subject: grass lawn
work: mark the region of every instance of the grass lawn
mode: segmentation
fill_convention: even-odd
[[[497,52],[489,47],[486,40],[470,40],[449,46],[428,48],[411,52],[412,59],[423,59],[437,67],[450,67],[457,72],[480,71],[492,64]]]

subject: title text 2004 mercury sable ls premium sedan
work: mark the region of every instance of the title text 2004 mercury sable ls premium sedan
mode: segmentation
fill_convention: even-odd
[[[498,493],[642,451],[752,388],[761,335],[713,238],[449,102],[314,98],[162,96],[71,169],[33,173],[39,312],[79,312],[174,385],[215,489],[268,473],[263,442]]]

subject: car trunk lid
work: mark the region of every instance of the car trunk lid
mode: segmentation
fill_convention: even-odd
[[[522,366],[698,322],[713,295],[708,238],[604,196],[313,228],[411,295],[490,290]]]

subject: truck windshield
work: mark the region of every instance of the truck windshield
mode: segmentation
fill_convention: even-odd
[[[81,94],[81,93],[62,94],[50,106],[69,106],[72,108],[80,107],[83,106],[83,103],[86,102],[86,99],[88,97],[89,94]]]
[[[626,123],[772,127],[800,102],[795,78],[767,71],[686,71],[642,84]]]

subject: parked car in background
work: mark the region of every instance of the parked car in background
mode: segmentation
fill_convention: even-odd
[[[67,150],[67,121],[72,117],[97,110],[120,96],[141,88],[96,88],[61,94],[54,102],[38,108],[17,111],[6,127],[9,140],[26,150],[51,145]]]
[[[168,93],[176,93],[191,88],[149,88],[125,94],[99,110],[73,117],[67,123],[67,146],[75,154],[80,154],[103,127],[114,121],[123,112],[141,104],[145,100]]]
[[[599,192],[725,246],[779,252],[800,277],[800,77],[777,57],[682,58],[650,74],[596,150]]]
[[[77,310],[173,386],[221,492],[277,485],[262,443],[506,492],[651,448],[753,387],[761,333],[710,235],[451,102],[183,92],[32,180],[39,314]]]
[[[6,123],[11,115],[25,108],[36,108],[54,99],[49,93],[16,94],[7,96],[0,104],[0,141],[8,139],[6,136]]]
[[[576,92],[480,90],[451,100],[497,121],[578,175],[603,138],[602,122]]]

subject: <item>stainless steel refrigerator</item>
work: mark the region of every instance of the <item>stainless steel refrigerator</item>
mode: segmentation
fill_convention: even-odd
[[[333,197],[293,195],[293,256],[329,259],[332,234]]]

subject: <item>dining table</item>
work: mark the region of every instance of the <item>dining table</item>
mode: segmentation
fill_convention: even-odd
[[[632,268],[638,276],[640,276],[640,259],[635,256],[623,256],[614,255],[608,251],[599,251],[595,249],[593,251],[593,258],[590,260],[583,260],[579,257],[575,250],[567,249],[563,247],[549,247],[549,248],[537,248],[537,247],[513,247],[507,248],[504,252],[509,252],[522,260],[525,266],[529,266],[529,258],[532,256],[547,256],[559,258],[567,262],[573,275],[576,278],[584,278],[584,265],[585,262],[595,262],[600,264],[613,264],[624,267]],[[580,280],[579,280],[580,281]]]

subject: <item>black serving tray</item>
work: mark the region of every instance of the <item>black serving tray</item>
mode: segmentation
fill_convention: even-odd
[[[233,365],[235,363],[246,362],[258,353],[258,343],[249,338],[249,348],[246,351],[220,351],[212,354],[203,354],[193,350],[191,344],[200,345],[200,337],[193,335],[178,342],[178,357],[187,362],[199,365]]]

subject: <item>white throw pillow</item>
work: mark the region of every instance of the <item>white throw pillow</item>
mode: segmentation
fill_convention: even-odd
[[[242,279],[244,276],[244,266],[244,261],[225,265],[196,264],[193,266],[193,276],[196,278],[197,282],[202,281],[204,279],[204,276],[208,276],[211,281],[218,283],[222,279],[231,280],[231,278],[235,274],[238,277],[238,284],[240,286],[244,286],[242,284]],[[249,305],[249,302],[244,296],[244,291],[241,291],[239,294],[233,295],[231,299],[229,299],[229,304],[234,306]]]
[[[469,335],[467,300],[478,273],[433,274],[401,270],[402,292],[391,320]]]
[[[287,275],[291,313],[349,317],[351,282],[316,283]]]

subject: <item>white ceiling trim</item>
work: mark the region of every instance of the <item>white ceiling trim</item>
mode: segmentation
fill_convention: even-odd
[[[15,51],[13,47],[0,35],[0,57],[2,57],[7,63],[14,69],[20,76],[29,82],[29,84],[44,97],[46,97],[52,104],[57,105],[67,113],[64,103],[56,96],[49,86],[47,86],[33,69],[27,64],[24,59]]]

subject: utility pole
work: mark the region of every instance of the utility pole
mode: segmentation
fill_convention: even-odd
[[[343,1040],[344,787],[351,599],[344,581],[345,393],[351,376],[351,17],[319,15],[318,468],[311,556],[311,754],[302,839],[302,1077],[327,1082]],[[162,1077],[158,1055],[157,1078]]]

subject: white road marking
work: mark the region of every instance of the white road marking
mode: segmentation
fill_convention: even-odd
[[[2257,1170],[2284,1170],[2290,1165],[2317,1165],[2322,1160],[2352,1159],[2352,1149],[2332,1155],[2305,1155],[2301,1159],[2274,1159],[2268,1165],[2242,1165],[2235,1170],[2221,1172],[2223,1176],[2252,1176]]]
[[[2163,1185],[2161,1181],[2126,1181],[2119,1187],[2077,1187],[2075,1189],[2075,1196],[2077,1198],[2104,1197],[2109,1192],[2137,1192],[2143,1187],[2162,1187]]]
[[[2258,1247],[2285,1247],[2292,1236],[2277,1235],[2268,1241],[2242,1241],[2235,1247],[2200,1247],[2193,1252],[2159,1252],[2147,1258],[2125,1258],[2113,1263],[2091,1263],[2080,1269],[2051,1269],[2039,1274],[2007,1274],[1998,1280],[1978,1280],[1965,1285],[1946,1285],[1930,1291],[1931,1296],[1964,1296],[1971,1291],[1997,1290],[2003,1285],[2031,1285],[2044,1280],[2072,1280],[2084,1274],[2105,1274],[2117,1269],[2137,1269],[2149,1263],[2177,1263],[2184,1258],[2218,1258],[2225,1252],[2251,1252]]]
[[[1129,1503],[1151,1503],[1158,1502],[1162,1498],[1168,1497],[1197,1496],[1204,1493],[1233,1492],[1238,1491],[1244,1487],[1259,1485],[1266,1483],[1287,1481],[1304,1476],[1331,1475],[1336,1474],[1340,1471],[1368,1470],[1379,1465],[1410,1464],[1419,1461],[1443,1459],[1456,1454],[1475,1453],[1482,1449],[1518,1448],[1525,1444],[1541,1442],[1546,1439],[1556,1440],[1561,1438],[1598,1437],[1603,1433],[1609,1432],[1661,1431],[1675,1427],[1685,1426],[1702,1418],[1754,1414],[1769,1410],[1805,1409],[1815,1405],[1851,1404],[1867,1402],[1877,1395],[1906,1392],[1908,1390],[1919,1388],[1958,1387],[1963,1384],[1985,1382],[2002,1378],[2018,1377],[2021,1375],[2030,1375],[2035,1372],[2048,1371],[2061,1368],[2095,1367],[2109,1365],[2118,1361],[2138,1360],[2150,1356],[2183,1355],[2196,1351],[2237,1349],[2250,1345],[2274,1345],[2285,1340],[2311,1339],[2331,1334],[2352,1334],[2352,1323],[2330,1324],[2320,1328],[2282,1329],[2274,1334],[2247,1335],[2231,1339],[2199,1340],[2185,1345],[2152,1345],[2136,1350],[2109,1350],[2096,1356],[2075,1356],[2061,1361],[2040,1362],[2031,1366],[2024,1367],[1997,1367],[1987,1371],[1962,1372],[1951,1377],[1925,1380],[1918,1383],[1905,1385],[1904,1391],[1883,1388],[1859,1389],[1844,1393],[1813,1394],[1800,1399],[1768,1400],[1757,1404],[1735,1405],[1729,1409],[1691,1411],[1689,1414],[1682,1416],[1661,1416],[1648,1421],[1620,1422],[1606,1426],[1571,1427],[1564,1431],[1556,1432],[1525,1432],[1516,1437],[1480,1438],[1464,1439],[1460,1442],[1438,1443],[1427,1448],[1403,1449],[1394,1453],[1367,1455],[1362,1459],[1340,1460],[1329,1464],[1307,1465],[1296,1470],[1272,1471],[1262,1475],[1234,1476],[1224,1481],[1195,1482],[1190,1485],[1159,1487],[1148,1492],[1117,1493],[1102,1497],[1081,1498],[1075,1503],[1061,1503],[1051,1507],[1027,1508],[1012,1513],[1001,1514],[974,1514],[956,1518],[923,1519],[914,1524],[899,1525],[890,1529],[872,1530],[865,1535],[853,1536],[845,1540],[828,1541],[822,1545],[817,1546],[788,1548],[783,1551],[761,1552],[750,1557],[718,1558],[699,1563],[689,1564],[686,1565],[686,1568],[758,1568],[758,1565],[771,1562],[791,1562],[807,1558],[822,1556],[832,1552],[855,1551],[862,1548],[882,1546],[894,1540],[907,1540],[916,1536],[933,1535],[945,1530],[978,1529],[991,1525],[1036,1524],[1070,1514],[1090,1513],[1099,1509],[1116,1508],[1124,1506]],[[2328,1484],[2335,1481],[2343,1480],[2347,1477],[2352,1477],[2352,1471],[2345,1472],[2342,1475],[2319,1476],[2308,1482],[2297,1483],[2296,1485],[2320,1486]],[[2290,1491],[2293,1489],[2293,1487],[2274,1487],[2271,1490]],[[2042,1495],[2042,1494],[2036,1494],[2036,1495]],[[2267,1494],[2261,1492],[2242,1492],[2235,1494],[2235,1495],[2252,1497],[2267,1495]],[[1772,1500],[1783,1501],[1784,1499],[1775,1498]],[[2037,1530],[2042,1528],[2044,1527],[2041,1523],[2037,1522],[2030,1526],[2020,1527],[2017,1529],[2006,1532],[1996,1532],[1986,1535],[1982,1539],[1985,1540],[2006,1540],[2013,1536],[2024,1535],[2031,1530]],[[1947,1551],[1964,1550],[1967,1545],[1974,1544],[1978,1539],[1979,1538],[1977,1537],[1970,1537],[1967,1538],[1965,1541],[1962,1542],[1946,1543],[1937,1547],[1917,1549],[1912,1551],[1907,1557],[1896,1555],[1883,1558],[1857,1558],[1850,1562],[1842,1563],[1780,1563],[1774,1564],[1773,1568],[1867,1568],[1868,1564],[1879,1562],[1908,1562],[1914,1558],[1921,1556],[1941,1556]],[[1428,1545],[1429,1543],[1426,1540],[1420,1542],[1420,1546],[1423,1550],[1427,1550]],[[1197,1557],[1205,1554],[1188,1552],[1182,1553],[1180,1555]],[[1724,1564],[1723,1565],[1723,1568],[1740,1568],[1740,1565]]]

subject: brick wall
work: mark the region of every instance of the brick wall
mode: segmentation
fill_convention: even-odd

- - -

*AIM OF THE TASK:*
Isolate each line of the listing above that includes "mercury". Copy it.

*ANSWER BOX:*
subject: title text 2004 mercury sable ls premium sedan
work: mark the region of every instance of the title text 2004 mercury sable ls premium sedan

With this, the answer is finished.